▶ **Problem to work on**
In your copy, repeat each record exactly and include no pictures.

[Start of section]

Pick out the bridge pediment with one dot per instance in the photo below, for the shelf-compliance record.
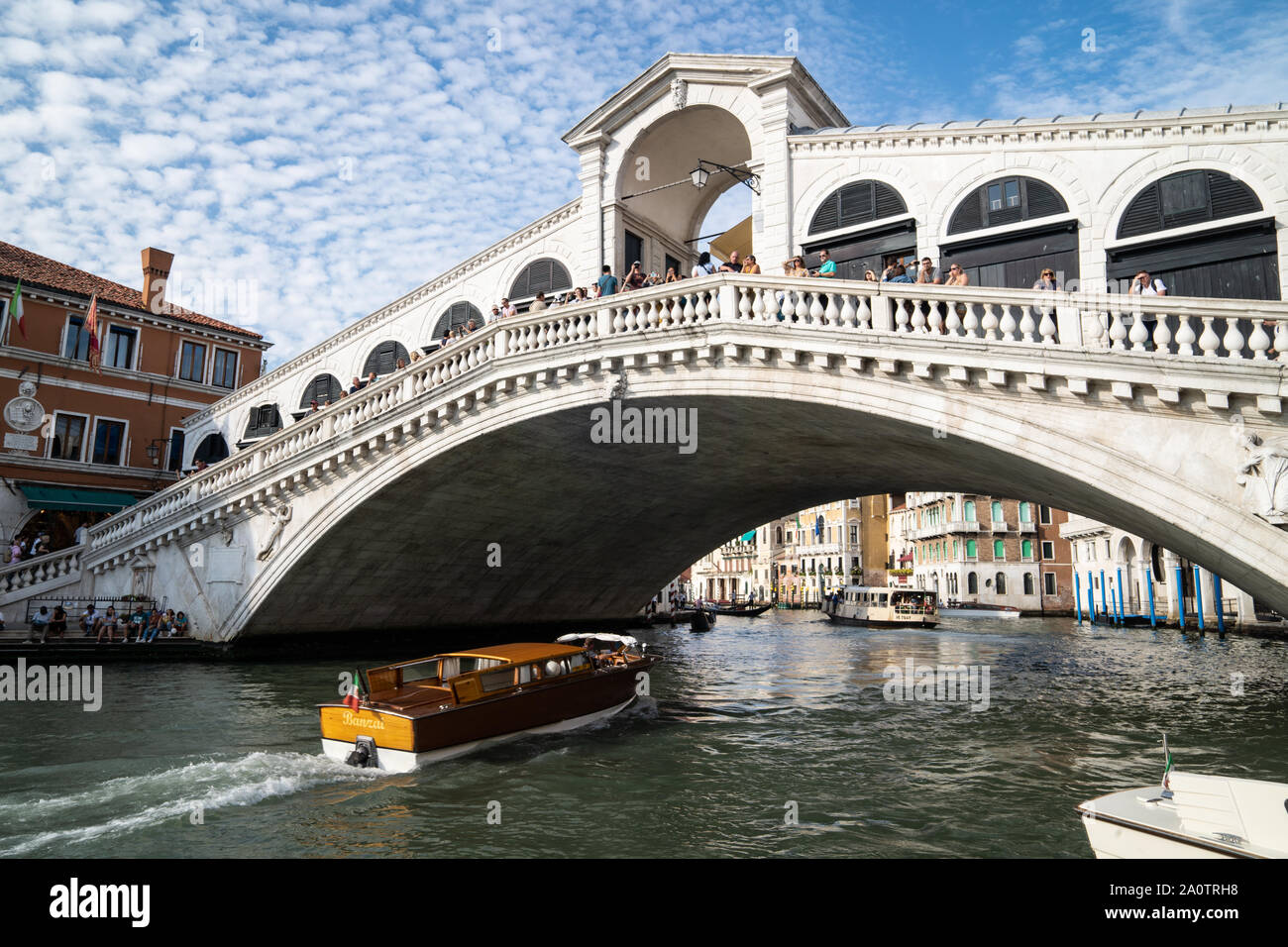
(675, 72)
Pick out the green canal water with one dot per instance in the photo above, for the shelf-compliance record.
(747, 725)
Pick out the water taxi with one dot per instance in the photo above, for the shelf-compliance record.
(877, 605)
(403, 715)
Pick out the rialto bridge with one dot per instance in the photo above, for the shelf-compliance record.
(477, 486)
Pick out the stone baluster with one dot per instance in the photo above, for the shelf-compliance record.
(1233, 339)
(849, 316)
(954, 322)
(1260, 341)
(901, 316)
(1046, 328)
(1117, 330)
(990, 321)
(1008, 325)
(772, 309)
(831, 313)
(918, 317)
(1162, 334)
(1185, 337)
(1138, 335)
(1028, 328)
(1210, 342)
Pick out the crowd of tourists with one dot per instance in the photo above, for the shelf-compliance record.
(138, 624)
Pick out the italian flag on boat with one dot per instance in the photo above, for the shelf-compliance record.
(351, 699)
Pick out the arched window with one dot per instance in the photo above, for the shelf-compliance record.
(1222, 253)
(1006, 201)
(213, 449)
(458, 315)
(857, 204)
(1184, 198)
(384, 359)
(540, 275)
(322, 389)
(263, 420)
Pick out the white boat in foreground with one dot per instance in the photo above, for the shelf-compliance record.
(1190, 815)
(977, 609)
(876, 605)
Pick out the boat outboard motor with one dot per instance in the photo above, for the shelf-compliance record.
(364, 754)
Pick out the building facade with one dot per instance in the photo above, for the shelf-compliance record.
(1117, 571)
(975, 548)
(81, 444)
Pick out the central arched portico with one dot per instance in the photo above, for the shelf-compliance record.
(725, 110)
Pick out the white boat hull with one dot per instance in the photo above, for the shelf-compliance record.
(1201, 817)
(404, 761)
(977, 613)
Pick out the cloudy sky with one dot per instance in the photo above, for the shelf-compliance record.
(334, 157)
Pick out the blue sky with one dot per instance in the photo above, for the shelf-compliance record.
(334, 157)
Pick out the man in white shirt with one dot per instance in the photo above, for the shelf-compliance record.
(1144, 286)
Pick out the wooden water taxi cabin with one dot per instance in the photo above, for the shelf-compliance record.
(446, 705)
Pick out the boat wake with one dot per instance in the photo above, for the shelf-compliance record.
(39, 826)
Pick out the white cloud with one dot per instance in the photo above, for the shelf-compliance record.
(342, 155)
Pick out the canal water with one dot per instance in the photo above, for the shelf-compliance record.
(769, 736)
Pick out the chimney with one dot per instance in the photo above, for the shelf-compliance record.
(156, 270)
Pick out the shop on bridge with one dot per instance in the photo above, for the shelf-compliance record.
(991, 239)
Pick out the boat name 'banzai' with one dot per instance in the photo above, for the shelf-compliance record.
(351, 719)
(943, 684)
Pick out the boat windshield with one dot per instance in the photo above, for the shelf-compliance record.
(464, 664)
(420, 671)
(914, 599)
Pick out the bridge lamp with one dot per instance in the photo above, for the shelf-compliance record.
(702, 172)
(155, 450)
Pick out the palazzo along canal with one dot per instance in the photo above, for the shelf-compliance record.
(224, 759)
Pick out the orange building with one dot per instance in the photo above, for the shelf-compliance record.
(81, 444)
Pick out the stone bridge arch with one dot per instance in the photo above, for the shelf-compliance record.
(403, 543)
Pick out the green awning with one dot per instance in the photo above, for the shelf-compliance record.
(77, 499)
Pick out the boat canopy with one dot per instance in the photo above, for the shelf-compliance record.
(601, 637)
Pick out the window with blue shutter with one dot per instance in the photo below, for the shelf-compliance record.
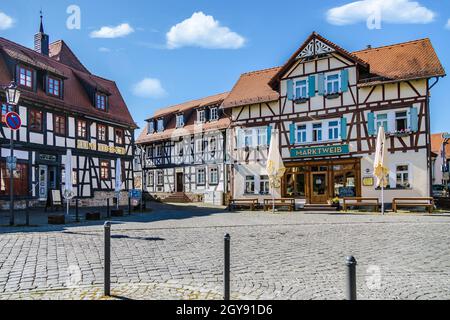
(344, 80)
(292, 133)
(290, 89)
(312, 86)
(414, 119)
(371, 124)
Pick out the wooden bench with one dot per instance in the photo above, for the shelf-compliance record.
(250, 203)
(279, 203)
(425, 202)
(361, 202)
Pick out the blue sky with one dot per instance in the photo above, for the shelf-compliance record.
(160, 53)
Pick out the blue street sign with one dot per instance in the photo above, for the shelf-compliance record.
(13, 121)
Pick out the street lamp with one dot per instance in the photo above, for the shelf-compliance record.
(12, 99)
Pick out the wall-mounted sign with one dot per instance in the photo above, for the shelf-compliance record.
(368, 182)
(320, 151)
(101, 147)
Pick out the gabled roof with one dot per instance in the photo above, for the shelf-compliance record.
(314, 36)
(76, 97)
(404, 61)
(252, 87)
(190, 126)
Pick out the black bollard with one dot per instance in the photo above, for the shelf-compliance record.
(351, 278)
(226, 273)
(107, 277)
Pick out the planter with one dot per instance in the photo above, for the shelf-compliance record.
(117, 213)
(93, 216)
(56, 220)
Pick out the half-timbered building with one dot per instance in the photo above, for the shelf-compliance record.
(327, 104)
(63, 106)
(184, 156)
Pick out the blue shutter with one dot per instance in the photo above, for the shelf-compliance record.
(269, 135)
(371, 124)
(321, 84)
(344, 128)
(344, 80)
(414, 119)
(290, 89)
(292, 133)
(312, 86)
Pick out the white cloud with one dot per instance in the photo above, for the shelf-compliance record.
(6, 21)
(392, 11)
(119, 31)
(149, 88)
(203, 31)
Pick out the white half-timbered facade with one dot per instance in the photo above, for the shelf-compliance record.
(327, 104)
(184, 152)
(63, 106)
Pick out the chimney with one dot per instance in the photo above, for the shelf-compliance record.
(41, 40)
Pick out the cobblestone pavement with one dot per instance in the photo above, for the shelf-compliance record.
(177, 253)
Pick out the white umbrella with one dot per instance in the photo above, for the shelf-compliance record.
(275, 166)
(68, 188)
(381, 169)
(118, 186)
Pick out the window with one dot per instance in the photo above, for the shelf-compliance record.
(214, 175)
(301, 134)
(382, 121)
(332, 84)
(401, 121)
(264, 185)
(180, 121)
(105, 167)
(249, 184)
(36, 120)
(53, 86)
(248, 138)
(82, 129)
(317, 132)
(60, 125)
(26, 77)
(102, 133)
(201, 116)
(214, 114)
(5, 110)
(160, 125)
(201, 176)
(100, 102)
(301, 89)
(333, 130)
(160, 178)
(119, 137)
(403, 177)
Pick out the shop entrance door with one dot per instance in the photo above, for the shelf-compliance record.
(319, 188)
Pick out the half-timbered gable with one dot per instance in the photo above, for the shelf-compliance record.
(327, 104)
(184, 150)
(64, 106)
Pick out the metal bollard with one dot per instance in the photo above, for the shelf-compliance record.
(107, 277)
(77, 216)
(351, 278)
(226, 273)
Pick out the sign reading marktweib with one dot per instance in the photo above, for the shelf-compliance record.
(320, 151)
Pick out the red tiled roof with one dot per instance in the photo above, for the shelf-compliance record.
(252, 87)
(76, 98)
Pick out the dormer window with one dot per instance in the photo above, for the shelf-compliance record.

[End of section]

▶ **The answer**
Pick out the bridge pediment with one dot per instance in the photo below, for the shelf-compliance record.
(675, 72)
Pick out the green canal water with one dot per instance in the photo above, for the shelf-compliance record.
(747, 725)
Pick out the water taxi with one dot per instance in the photo above, for the shelf-compliance record.
(877, 605)
(403, 715)
Pick out the rialto bridge with one dot per instance in the photo above, for the shelf-compliance record.
(477, 486)
Pick out the stone baluster with one dot per instance in the photo above, for the shelf-compliance record.
(1233, 339)
(849, 316)
(954, 322)
(1260, 341)
(901, 316)
(1046, 328)
(1117, 330)
(990, 321)
(1008, 325)
(772, 309)
(831, 313)
(918, 317)
(1162, 334)
(1185, 337)
(1138, 335)
(1028, 328)
(1210, 342)
Pick out the crowd of tourists with one dot per instance in the photo above, for the shelf-compliance record.
(138, 624)
Pick out the italian flag on boat with one dot per instance in the photo above, for the shelf-compliance record.
(351, 699)
Pick out the arched window with one dot per instance in the photo above, for the shelf-compliance record.
(1222, 253)
(1006, 201)
(213, 449)
(458, 315)
(857, 204)
(1184, 198)
(384, 359)
(540, 275)
(322, 389)
(263, 420)
Pick out the white boat in foreground with one dot per instance in the photo above, for the shelf-compliance record.
(1190, 815)
(977, 609)
(876, 605)
Pick out the boat outboard motor with one dot per instance in the photo above, for the shelf-compliance record.
(364, 754)
Pick out the building facade with one dot per instance in the photo above, for the shelf-compliance record.
(1117, 571)
(975, 548)
(81, 444)
Pick out the central arched portico with one dot per instance in the photo above, for the shelf-compliance record.
(725, 110)
Pick out the white boat hull with one dot per instance in the photo above, for the shelf-compliance record.
(1201, 817)
(404, 761)
(977, 613)
Pick out the cloudy sky with one dot per instance in the photo above, for the shelf-compliance record.
(334, 157)
Pick out the blue sky with one dot per instance in the photo above, for the shelf-compliance record.
(334, 157)
Pick out the man in white shirt with one dot per instance in the photo above, for the shelf-compliance record.
(1144, 286)
Pick out the wooden water taxi cabin with one dot per instance in the photo above, for the shelf-compliance record.
(446, 705)
Pick out the boat wake with one dot per instance in the photo above, for the shelf-compliance record.
(39, 826)
Pick out the white cloud with one dot per instance in the photo above, for the shelf-compliance record.
(342, 155)
Pick out the canal water with one dot per instance in the photo above, for the shelf-compliance record.
(769, 736)
Pick out the chimney with one dot per instance in the photo above, for the shelf-compliance record.
(156, 270)
Pick out the shop on bridge with one dot per instance in the photo above, for the shelf-compliance record.
(991, 239)
Pick out the boat name 'banzai' with one dot per instance in the photo above, for the shelf-compliance record.
(351, 719)
(943, 684)
Pick out the boat windshield with one dot per instance in the photo above, for the shelf-compliance record.
(464, 664)
(420, 671)
(914, 599)
Pick out the bridge lamp with one dot per instance in the photo above, for the shelf-compliance record.
(702, 172)
(155, 450)
Pick out the palazzo along canal with one dot per instance in the photo above, for the shelf-compliance record.
(224, 759)
Pick out the orange building with one dot per instance in the photo above, for the shelf-compliance record.
(81, 444)
Pick out the stone bridge arch with one dot per instance in the photo above, for the shelf-compliance record.
(403, 543)
Pick out the green awning with one dot per instance in the photo above, for the shelf-compliance record.
(77, 499)
Pick out the boat canopy with one dot per instance in the photo above, for the shelf-compliance record.
(601, 637)
Pick out the window with blue shutter with one dot per instance in the photo below, for the shelf-compliance record.
(344, 80)
(292, 133)
(290, 89)
(312, 86)
(414, 119)
(371, 124)
Pick out the wooden bench with one dot per instance in the photo above, for the shelf-compliance record.
(250, 203)
(279, 203)
(425, 202)
(361, 202)
Pick out the blue sky with one dot per instance in the photo above, for the shelf-compliance record.
(160, 53)
Pick out the blue street sign with one dot per instance in the photo above, for the shelf-compliance record.
(13, 121)
Pick out the street lamp with one dot per instance in the photo above, for the shelf-compliance record.
(12, 99)
Pick out the wall-mounted sign with one dot per instance in the photo above, for the shelf-compliance record.
(368, 182)
(320, 151)
(101, 147)
Pick out the gabled roof with one dot per instance in the photo above, for the shelf-compliance record.
(314, 36)
(76, 97)
(404, 61)
(252, 87)
(190, 126)
Pick out the black bollard with one dot per instance in the photo above, for the shelf-compliance record.
(351, 278)
(226, 273)
(107, 277)
Pick out the planter with one dot per instance in the photo above, for the shelf-compliance record.
(117, 213)
(93, 216)
(56, 220)
Pick out the half-timbered building with one dot per instance in the photo above, for the shelf-compliance record.
(327, 104)
(63, 106)
(184, 156)
Pick out the blue shutter with one dot per instance in the photo above, for the shelf-compliance record.
(269, 135)
(371, 124)
(321, 84)
(344, 128)
(344, 80)
(414, 119)
(290, 89)
(292, 133)
(312, 86)
Pick out the white cloud with one dot per instance in the photo above, for the shelf-compliance record.
(6, 21)
(392, 11)
(119, 31)
(149, 88)
(203, 31)
Pick out the white half-timbered facade with one dot per instance in the photo above, for the shelf-compliance record.
(327, 104)
(184, 152)
(63, 106)
Pick out the chimney with one dot per instance in the photo above, for the shelf-compliance record.
(41, 40)
Pick out the cobblestone pavement with one dot per instance in the photo above, for the shelf-compliance record.
(177, 253)
Pick out the white umbrella with one dot per instance in the photo above, for the shelf-compliance record.
(275, 166)
(68, 188)
(381, 169)
(118, 186)
Pick out the window with one dot per instance in the photo above, for the shelf-compliance record.
(214, 175)
(301, 134)
(382, 121)
(332, 84)
(401, 121)
(264, 185)
(180, 121)
(105, 167)
(249, 184)
(36, 120)
(53, 86)
(248, 138)
(82, 129)
(317, 132)
(60, 125)
(26, 77)
(102, 133)
(201, 116)
(214, 114)
(5, 110)
(160, 125)
(201, 176)
(100, 102)
(301, 89)
(333, 130)
(160, 178)
(119, 137)
(403, 177)
Pick out the shop entrance door with one dot per instance in the photo above, for the shelf-compliance record.
(319, 188)
Pick out the half-timbered gable with one dot per instance in the photo above, for the shelf-compliance record.
(327, 104)
(184, 150)
(64, 106)
Pick out the metal bollard with one dot per instance in the photo above, for the shelf-compliance record.
(107, 277)
(77, 216)
(351, 278)
(226, 273)
Pick out the sign reading marktweib with one dot per instance in the photo above, for the shelf-compliance record.
(320, 151)
Pick out the red tiled roof with one dot per instance in the photo above, for the shelf-compliance record.
(252, 87)
(76, 98)
Pick out the dormer window with one dot per instance in the photo above, for the shelf-compliance record.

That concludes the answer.